▶ [Consigne]
Dans le texte, remplacez « familles » par « foyers » et recopiez le passage de « Feutre en main, alors » à « multifamiliale, éprouvante émotionnellement. ».

▶ [Texte]
───
“Tu as le droit d’être heureuse”: Rose aimerait voir sa sœur anorexique reprendre goût à la vie, mais elle ne veut pas perdre pied. Avec d’autres frères et soeurs d’adolescents malades, elle écrit au feutre des phrases en couleur sur un “Mur de l’Espoir”, dans le cadre d’une thérapie multifamiliale.
Ils sont cinq et passent quatre jours aux vacances de Toussaint, avec leurs parents, à faire des ateliers et des jeux, entourés par une équipe de soignants dans une vaste salle au sous-sol de l’hôpital Jean-Verdier à Bondy.
Cet après-midi, ils ont décidé d’écrire “dans tous les sens” sur une affiche des phrases qui vont “aider les familles”.
“Je ne comprends pas trop comment aider ma sœur à guérir” glisse, l’air triste, Lucie (les prénoms ont été modifiés), abattue par un climat difficile à la maison. “On ne va pas écrire: -Tu as le droit de prendre du poids-, parce qu’elle va entendre: -Tu DOIS prendre du poids-“.
Feutre en main, alors que son petit frère virevolte sur la musique des Pokémons, Rose se lance: “Des fois, on peut culpabiliser d’être heureuse, parce que sa sœur est malade, alors on va mettre -Tu as le droit d’être heureuse-“. “Ma mère m’a dit: -Continue ta vie, tu n’as pas de rôle à avoir-, et ça m’a fait du bien”.
Mais “il n’y a rien pour les parents ?”, remarque Karim, carrure imposante et regard doux. Protecteur avec une mère angoissée par la maladie de sa petite sœur, il propose d’ajouter: “Ne vous inquiétez pas les parents: vous gérez”.
“L’anorexie mentale (…) est la maladie psychiatrique la plus meurtrière“
Ces six familles, qui ne se connaissent pas, ont chacune une fille adolescente soignée à l’UFITAA, une unité hospitalière spécialisée dans les troubles alimentaires, qui leur a proposé une thérapie multifamiliale, éprouvante émotionnellement.
───
▶ [Données enregistrées]
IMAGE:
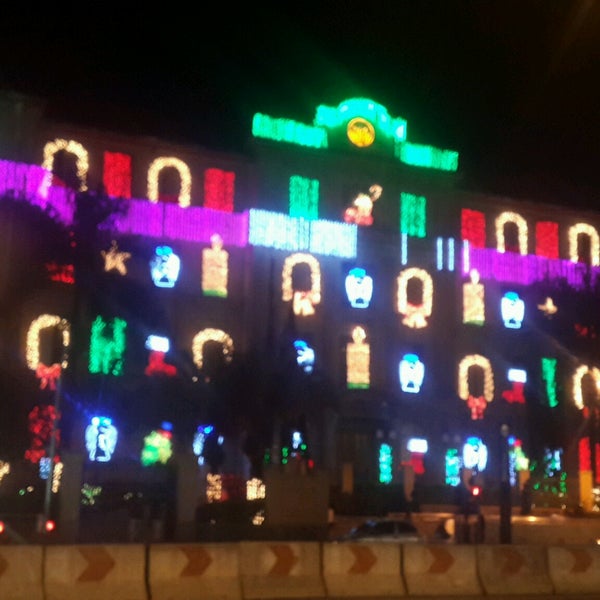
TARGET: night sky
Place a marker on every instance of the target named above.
(514, 86)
───
▶ [Corrigé]
Feutre en main, alors que son petit frère virevolte sur la musique des Pokémons, Rose se lance: “Des fois, on peut culpabiliser d’être heureuse, parce que sa sœur est malade, alors on va mettre -Tu as le droit d’être heureuse-“. “Ma mère m’a dit: -Continue ta vie, tu n’as pas de rôle à avoir-, et ça m’a fait du bien”.
Mais “il n’y a rien pour les parents ?”, remarque Karim, carrure imposante et regard doux. Protecteur avec une mère angoissée par la maladie de sa petite sœur, il propose d’ajouter: “Ne vous inquiétez pas les parents: vous gérez”.
“L’anorexie mentale (…) est la maladie psychiatrique la plus meurtrière“
Ces six foyers, qui ne se connaissent pas, ont chacune une fille adolescente soignée à l’UFITAA, une unité hospitalière spécialisée dans les troubles alimentaires, qui leur a proposé une thérapie multifamiliale, éprouvante émotionnellement.